Exercise goal: Please continue the research methods passage on data collection, analysis and ethical approval from where it stops, without the items.

Reading passage:
◆ ◆ ◆ ◆

The data collection process was conducted by researchers using face-to-face interviews. The students participating in the study were informed about the study and asked to sign an informed consent form. Incomplete forms were not included in the analysis.

Data analysis

The data obtained in the study were analyzed using IBM SPSS Statistics for Windows, Version 22.0 (SPSS Inc., Chicago, IL, USA). Frequency and percentage analyses were used to determine participants’ descriptive characteristics, and means and standard deviations were calculated to examine scale scores. To determine whether the study variables exhibited a normal distribution, Skewness and Kurtosis values were examined. In the literature, values between +1.5 and −1.5 are accepted as indicators of normal distribution [30]. Based on these findings, the variables were determined to be normally distributed, and parametric methods were employed in the analyses. The relationships among the scale dimensions were examined using Pearson correlation and linear regression analyses. Statistical assumptions related to regression analyses were also evaluated. The independence of residuals was tested using the Durbin–Watson statistic. The homoscedasticity assumption was assessed by examining scatterplots of standardized residuals (ZRESID) against standardized predicted values (ZPRED), and residuals were observed to be randomly and homogeneously distributed across predicted values without a systematic pattern. The multicollinearity assumption was evaluated using Variance Inflation Factor (VIF) and Tolerance values. Because the regression models included a single independent variable, Tolerance and VIF values were calculated as 1.00, indicating that there was no multicollinearity problem in the models. Independent samples t-tests, one-way analysis of variance (ANOVA), and post hoc (LSD) analyses were used to examine differences in scale scores according to participants’ descriptive characteristics.

Ethical approval

Ethical approval for the research was obtained from the Scientific Research Ethics Committee of Lokman Hekim University (Date: 31.01.2025, Decision No: 2025/1, Code No: 2024320). Participants were informed about the purpose and scope of the research, and written informed consent was obtained. The research was conducted in accordance with the principles of the Declaration of Helsinki.

◆ ◆ ◆ ◆

Record set:
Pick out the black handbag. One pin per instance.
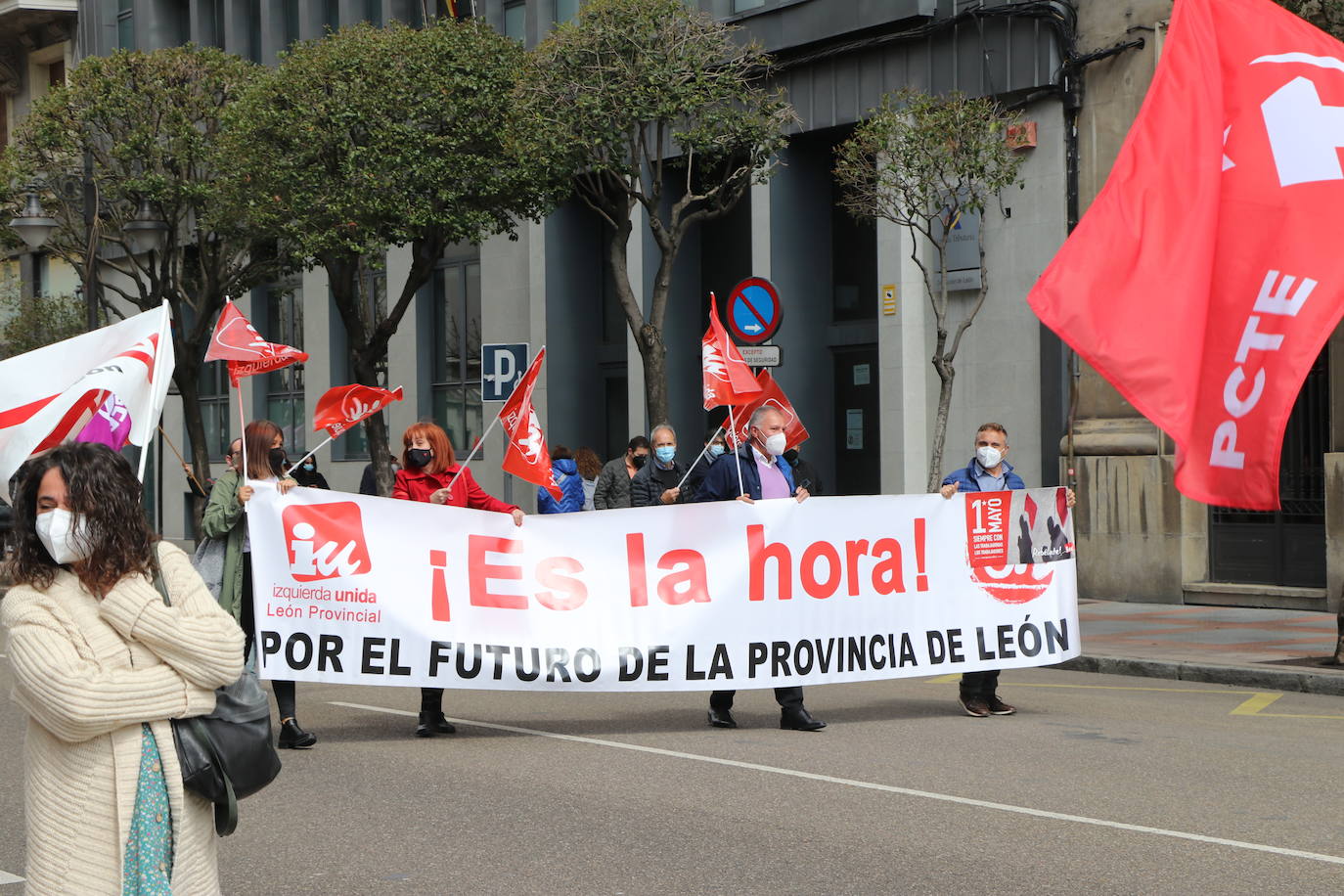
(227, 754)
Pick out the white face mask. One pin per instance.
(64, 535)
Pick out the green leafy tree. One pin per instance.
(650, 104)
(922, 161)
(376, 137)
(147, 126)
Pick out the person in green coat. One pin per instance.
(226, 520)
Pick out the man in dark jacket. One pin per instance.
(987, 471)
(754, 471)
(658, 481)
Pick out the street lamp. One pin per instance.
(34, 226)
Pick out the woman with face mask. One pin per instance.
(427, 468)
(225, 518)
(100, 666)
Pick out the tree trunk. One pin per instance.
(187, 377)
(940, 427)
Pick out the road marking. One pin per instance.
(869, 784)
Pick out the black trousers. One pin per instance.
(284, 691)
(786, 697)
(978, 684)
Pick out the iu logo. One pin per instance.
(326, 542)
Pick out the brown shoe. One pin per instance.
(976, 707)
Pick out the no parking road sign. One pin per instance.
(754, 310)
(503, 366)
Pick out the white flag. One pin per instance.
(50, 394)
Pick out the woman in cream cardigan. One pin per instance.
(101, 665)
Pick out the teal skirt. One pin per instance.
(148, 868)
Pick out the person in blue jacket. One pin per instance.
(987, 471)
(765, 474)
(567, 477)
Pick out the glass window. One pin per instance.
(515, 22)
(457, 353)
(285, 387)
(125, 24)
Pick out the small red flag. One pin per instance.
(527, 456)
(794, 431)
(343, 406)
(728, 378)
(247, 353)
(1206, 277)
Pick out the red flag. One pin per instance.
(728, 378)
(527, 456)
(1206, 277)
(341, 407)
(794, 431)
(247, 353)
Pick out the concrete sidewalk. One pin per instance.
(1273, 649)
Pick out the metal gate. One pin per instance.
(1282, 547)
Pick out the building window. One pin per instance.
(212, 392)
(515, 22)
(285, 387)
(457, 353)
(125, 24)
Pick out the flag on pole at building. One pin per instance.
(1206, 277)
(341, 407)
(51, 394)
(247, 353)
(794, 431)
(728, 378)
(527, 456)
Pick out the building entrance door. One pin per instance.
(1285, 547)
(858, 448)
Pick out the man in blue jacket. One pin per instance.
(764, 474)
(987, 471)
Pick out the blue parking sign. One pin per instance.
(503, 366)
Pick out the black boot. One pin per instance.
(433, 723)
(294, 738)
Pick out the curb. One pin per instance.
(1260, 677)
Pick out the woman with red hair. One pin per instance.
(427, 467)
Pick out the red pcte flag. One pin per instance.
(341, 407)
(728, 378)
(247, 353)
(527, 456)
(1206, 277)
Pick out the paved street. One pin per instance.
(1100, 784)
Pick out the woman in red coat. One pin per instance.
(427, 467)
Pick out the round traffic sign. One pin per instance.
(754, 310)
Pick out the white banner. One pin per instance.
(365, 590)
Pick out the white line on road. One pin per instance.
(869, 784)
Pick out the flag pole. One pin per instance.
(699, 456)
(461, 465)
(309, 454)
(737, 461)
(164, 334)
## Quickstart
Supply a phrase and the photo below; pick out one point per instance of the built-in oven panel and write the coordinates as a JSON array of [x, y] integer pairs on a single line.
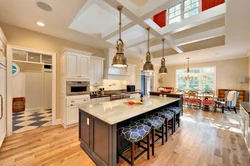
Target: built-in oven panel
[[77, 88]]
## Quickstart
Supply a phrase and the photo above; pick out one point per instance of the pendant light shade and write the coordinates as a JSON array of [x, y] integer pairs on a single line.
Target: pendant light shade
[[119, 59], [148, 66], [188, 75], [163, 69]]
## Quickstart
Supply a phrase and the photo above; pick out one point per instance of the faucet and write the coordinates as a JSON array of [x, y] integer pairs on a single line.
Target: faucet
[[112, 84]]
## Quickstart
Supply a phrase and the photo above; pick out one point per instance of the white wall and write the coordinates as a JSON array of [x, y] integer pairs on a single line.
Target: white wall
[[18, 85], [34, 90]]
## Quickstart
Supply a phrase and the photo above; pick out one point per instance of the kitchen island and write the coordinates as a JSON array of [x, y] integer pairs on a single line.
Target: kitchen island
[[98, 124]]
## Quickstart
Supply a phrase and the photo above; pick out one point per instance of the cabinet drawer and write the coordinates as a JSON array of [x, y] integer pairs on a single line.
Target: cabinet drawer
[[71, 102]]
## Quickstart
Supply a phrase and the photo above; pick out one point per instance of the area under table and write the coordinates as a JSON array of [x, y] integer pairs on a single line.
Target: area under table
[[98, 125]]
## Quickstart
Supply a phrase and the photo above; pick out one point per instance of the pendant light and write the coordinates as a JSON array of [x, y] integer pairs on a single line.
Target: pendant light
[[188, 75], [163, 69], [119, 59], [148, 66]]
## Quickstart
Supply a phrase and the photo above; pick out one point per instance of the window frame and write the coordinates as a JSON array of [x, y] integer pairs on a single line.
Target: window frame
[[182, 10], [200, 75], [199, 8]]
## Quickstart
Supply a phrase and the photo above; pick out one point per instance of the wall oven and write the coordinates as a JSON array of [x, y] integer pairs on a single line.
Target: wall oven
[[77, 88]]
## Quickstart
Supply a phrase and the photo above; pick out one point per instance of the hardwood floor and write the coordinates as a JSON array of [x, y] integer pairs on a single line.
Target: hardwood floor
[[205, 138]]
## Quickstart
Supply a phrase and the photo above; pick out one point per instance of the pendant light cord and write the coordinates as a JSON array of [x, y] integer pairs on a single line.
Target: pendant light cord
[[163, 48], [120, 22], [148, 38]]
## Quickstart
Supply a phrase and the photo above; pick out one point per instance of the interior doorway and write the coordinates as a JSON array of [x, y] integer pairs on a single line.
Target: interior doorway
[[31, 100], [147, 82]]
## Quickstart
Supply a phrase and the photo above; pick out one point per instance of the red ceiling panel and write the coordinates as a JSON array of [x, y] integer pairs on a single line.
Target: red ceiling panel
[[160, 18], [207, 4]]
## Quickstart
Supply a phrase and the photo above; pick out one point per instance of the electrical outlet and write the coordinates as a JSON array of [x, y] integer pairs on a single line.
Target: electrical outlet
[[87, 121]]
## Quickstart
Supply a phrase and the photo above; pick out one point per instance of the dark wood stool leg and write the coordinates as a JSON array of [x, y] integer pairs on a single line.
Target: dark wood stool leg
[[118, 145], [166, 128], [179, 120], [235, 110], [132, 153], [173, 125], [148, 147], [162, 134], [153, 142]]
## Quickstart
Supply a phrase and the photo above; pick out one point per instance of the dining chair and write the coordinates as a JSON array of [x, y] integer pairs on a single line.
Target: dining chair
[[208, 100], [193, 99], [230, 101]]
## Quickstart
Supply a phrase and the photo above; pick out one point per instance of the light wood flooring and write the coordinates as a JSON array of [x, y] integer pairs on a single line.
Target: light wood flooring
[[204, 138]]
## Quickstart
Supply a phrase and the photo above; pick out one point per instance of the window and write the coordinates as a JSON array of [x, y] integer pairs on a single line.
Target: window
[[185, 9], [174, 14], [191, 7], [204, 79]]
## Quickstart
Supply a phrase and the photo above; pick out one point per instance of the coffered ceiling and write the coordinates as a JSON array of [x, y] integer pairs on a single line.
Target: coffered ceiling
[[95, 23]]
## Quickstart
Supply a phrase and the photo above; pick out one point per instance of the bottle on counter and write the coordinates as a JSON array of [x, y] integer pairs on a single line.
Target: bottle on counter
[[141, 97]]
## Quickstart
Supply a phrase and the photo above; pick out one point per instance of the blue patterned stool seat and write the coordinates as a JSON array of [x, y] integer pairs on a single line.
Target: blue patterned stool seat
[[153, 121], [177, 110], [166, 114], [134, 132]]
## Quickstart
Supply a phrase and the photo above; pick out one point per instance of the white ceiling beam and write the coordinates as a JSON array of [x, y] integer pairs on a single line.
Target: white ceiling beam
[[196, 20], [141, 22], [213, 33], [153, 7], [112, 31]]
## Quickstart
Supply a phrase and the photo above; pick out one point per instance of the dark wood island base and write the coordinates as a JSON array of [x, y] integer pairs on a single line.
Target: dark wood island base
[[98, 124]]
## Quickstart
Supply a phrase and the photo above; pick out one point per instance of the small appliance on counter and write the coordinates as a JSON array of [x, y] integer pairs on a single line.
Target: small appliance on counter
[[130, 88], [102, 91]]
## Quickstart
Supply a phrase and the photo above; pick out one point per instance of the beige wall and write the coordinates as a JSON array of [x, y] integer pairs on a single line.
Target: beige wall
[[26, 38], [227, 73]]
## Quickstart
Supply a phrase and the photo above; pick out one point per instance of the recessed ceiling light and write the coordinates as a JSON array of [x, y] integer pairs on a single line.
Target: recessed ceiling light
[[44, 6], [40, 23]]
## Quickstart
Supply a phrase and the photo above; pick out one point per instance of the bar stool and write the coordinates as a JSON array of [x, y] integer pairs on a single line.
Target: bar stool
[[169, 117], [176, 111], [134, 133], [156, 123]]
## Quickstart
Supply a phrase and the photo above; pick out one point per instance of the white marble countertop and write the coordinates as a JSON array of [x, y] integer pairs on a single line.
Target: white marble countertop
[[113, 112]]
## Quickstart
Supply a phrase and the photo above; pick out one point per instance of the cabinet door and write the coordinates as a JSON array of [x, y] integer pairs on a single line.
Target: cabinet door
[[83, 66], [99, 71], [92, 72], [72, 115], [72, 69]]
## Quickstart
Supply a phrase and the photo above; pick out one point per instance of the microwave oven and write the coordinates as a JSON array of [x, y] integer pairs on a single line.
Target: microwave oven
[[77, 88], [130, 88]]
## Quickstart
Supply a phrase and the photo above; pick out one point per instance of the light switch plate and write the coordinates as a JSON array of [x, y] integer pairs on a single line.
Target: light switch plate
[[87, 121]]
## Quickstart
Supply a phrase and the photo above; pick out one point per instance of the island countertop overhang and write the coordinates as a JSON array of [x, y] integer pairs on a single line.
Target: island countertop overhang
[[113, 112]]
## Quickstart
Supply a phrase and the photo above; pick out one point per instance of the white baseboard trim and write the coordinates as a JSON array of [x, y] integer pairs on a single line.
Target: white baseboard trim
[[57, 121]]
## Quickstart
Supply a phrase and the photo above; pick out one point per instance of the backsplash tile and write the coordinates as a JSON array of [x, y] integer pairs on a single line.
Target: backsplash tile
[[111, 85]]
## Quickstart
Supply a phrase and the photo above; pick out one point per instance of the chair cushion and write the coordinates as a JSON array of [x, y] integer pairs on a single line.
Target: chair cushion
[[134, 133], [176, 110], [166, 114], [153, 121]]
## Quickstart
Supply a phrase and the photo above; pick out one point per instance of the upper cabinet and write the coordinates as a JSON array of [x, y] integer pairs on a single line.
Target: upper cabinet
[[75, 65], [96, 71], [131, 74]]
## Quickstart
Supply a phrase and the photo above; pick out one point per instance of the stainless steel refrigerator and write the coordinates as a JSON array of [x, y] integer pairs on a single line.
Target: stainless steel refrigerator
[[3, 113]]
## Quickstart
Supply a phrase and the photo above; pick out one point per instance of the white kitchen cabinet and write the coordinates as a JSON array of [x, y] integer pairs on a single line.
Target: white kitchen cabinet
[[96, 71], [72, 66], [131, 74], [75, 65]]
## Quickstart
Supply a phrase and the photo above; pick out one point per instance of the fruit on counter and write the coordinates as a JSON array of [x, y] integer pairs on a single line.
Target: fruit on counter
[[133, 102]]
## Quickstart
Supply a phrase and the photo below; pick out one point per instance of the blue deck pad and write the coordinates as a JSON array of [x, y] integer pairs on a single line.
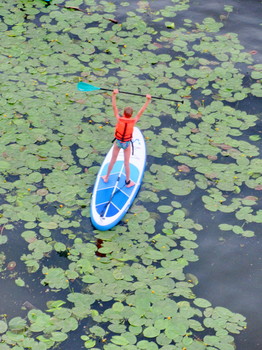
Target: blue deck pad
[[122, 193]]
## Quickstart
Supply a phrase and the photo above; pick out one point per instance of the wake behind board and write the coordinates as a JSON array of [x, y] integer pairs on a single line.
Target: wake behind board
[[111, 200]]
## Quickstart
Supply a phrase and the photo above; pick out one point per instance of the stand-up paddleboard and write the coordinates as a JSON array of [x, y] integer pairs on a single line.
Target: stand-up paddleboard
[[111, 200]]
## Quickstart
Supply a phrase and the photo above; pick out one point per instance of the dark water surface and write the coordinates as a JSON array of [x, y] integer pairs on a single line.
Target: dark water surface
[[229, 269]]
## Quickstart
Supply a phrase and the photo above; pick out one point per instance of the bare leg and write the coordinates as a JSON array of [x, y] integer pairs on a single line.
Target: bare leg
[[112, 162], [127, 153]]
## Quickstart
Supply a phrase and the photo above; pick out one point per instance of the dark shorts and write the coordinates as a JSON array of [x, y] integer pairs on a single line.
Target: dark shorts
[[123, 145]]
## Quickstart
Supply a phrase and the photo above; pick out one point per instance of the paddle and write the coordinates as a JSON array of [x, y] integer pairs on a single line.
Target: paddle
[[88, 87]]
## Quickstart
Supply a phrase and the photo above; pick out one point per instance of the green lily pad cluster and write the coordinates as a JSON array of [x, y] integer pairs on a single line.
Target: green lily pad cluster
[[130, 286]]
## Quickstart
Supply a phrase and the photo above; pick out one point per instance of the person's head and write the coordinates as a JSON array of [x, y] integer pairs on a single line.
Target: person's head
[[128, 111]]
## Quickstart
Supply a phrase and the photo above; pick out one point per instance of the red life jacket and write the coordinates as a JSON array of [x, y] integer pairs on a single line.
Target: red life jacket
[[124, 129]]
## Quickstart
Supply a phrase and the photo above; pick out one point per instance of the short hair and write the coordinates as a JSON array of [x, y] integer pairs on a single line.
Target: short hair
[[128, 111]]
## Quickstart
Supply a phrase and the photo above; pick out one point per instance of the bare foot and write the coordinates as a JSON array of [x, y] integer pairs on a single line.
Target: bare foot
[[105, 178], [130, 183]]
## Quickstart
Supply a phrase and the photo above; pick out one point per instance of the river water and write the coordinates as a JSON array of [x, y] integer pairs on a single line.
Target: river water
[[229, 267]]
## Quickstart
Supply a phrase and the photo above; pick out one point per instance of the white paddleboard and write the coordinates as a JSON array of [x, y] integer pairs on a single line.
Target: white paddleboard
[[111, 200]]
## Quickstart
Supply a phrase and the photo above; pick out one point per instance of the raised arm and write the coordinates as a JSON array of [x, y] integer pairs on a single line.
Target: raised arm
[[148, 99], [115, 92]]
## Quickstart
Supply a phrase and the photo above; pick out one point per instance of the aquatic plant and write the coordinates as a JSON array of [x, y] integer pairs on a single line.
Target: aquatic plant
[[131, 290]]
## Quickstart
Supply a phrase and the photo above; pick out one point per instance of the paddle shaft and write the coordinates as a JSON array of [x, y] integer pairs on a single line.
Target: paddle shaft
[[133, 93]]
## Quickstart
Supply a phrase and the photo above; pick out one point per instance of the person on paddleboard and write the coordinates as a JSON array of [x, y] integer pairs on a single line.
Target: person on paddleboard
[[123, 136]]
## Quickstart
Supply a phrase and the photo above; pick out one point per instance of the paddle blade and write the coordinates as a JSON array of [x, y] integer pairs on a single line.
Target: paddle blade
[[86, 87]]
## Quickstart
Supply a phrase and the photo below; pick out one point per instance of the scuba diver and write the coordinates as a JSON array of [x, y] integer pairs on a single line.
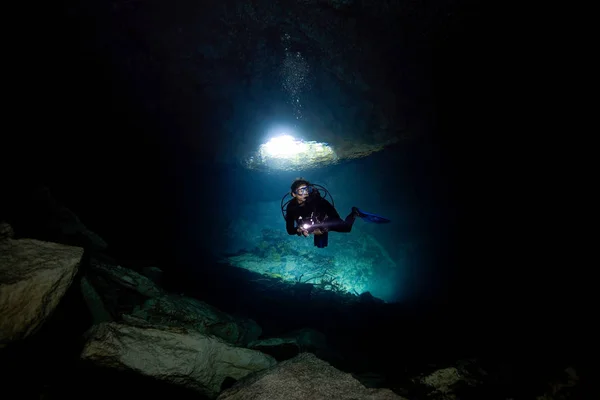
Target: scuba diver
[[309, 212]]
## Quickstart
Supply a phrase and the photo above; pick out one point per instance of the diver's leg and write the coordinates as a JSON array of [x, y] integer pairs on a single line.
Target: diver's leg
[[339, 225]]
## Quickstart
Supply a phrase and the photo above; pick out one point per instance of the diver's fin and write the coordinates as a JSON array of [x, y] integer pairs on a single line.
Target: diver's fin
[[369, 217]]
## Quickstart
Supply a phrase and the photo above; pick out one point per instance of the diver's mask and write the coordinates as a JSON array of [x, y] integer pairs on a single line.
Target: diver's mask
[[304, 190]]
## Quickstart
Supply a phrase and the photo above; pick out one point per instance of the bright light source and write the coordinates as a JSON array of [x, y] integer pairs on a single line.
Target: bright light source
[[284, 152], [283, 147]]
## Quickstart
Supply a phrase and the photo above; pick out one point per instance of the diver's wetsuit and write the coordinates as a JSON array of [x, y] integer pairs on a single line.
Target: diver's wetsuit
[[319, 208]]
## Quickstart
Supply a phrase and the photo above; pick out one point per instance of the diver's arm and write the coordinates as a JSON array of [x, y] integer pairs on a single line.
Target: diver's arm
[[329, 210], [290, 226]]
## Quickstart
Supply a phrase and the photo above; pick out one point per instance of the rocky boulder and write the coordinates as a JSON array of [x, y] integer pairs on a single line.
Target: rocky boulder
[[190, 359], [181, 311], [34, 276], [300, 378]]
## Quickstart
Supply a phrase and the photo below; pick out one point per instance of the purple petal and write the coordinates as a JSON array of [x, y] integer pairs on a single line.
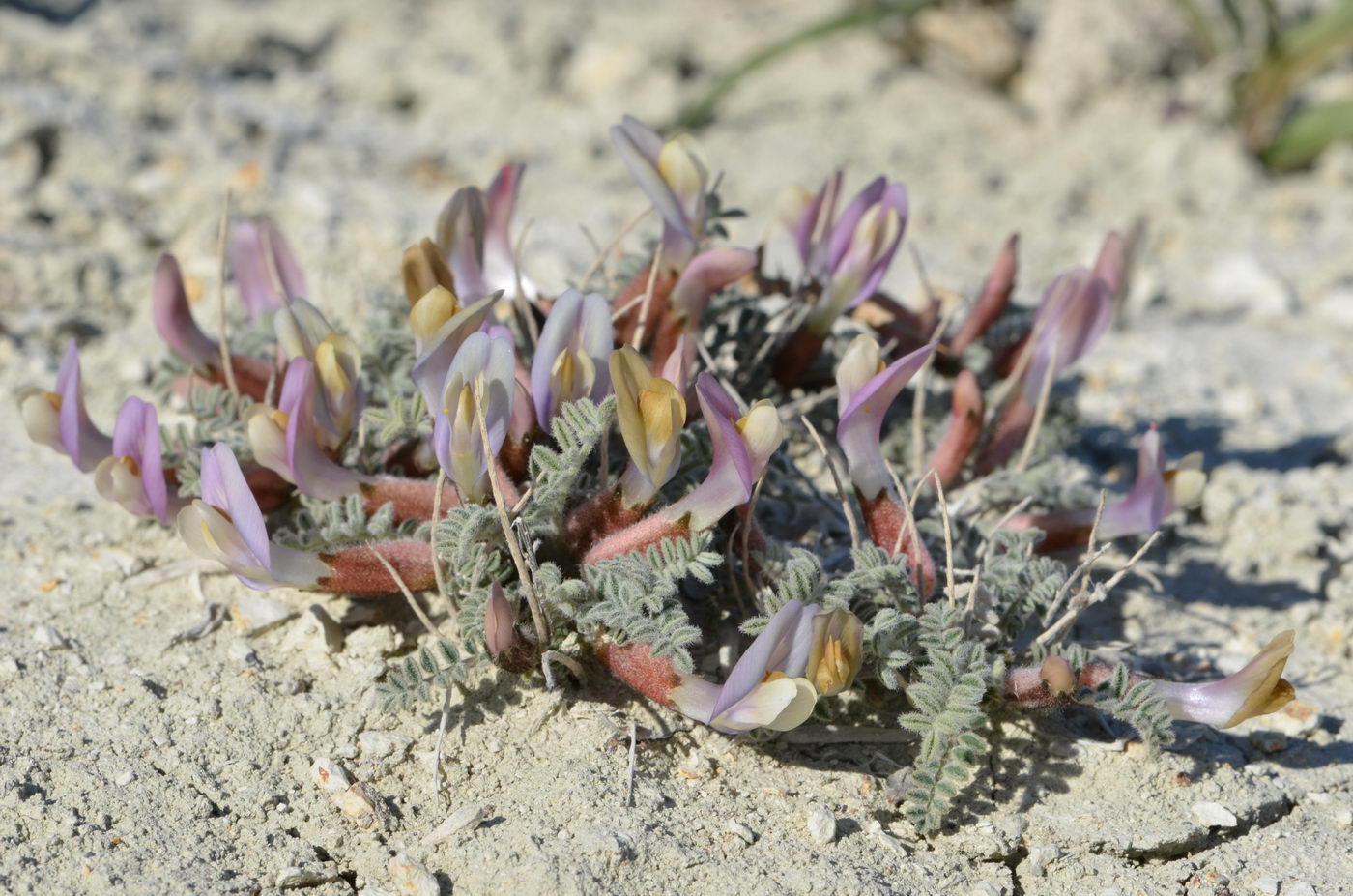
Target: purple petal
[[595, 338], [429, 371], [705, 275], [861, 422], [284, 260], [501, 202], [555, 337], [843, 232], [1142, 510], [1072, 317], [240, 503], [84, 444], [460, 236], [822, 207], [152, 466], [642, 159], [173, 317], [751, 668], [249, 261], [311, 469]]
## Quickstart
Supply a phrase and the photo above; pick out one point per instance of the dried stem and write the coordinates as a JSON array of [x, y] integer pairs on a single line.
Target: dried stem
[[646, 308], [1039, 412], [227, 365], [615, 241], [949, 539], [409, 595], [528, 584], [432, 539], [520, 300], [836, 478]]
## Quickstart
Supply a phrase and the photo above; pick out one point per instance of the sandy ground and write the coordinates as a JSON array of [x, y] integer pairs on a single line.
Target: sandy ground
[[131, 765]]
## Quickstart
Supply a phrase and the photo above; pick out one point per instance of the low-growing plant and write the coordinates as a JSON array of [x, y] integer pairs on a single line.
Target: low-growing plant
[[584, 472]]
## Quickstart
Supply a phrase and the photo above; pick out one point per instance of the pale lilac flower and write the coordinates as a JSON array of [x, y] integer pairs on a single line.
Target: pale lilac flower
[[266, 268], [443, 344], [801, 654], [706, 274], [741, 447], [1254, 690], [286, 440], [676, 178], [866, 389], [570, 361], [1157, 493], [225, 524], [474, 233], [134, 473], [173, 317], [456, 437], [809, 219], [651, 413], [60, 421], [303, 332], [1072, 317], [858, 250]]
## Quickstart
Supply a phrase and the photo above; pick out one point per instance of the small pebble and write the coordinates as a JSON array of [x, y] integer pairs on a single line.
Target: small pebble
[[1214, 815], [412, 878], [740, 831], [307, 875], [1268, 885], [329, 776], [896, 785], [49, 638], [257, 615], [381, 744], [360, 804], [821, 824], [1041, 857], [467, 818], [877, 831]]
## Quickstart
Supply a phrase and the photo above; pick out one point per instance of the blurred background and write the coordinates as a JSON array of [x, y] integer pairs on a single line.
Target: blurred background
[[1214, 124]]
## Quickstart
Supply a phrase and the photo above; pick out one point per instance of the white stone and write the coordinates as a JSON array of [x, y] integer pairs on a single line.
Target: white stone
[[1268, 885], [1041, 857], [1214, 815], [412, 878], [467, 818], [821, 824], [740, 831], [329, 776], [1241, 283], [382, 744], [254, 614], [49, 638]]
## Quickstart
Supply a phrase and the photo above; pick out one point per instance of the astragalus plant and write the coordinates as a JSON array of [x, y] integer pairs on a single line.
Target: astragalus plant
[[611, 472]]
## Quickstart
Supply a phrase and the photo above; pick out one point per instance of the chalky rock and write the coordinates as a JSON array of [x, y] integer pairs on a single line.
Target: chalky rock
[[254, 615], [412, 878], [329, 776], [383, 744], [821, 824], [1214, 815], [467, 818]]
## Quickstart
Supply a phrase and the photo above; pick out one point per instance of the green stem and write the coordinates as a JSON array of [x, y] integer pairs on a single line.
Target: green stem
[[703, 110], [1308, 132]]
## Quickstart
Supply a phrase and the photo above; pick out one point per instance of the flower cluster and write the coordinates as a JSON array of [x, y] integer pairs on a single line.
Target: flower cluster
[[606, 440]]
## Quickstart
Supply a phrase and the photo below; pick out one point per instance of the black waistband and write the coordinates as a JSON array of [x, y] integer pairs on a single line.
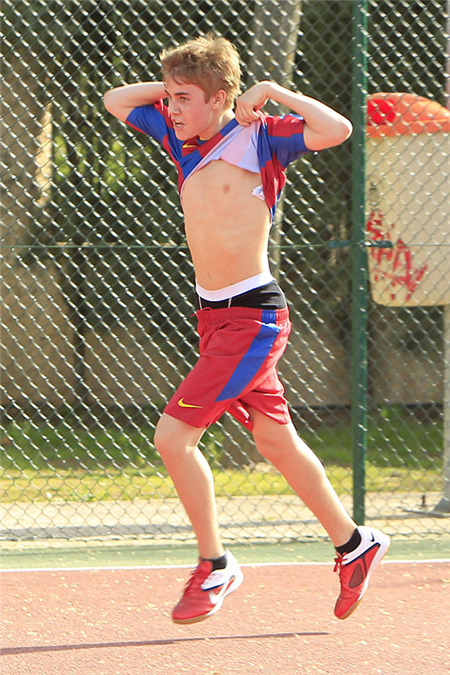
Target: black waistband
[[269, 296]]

◆ ◆ ◆ ◆

Task result:
Results

The findings related to the descriptive characteristics of the students are presented below.

Table 1 presents the general distribution of the sociodemographic and educational characteristics of the students participating in the study. It is seen that the sample consists predominantly of female students and that the participants are enrolled in midwifery and nursing programs. It is noteworthy that a large proportion of the students are not employed and describe their income situation as balanced with their expenses. When examining the educational levels of the parents, it is seen that secondary education stands out for both parent groups. The majority of participants stated that they chose their departments voluntarily, and it is understood that employment opportunities were a decisive factor in their department selection. The age distribution of the students is concentrated in young adulthood.

Table 1.

Distribution of Students According to Descriptive Characteristics (n:302)

Descriptive Characteristics Frequency (n) Percentage (%)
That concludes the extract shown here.